> **Activity**: Go over the records and copy every line with the string "dark".

--

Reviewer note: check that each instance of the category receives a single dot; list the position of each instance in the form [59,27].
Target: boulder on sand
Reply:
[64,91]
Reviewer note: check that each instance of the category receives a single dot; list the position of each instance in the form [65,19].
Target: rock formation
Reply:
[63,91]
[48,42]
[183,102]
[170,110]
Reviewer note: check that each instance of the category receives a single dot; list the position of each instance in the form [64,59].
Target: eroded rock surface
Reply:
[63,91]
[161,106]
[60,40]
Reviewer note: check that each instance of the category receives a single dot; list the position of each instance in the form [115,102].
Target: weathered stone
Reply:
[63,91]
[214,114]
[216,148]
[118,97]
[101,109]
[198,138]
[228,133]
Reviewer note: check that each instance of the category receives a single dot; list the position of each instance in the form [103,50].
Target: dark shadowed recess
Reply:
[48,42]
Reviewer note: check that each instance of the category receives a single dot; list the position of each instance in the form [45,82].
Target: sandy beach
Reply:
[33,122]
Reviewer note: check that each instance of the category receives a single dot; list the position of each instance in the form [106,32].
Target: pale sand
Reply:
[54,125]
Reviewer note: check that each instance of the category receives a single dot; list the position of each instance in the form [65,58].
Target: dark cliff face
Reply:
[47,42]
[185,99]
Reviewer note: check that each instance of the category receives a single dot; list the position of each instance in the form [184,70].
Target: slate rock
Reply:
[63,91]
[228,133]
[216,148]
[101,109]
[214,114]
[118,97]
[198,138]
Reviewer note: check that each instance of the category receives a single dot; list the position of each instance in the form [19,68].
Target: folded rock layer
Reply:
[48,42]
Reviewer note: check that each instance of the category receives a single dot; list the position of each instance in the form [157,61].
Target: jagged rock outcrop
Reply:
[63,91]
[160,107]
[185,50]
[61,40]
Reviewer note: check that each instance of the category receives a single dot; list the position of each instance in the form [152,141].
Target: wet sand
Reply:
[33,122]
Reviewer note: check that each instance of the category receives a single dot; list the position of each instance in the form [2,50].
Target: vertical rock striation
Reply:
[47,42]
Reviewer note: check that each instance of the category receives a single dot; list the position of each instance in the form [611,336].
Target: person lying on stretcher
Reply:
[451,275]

--

> **The answer**:
Target: dark shadowed recess
Target: dark cliff face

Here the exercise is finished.